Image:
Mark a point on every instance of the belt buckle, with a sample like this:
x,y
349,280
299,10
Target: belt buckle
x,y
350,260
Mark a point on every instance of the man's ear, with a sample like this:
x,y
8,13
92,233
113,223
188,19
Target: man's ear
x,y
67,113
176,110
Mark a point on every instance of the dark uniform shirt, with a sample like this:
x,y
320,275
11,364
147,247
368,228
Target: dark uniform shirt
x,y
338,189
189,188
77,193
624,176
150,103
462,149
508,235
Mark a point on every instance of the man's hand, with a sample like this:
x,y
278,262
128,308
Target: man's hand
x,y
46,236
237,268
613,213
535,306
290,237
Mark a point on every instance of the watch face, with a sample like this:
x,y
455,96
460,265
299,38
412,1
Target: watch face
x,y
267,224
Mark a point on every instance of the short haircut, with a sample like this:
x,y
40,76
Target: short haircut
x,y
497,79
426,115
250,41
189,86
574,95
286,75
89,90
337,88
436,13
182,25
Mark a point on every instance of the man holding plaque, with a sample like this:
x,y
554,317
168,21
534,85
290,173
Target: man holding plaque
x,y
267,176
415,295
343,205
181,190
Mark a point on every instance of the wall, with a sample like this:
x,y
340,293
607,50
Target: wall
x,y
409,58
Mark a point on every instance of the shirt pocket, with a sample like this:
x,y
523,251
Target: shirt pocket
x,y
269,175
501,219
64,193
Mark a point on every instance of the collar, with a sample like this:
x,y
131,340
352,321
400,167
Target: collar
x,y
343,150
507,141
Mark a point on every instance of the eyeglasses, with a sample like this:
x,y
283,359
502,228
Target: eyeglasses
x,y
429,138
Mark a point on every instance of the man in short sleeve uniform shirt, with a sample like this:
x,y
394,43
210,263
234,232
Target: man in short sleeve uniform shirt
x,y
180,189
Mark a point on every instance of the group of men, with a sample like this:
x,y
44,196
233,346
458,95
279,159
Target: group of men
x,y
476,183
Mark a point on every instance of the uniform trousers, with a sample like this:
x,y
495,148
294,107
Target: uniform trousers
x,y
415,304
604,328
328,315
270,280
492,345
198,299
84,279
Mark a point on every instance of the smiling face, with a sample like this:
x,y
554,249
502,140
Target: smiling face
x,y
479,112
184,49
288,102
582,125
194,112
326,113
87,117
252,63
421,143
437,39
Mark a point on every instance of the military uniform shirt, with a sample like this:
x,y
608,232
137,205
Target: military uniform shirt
● ● ● ●
## Task item
From the data above, determine how many lines hold "military", and write only the number.

## Answer to this task
2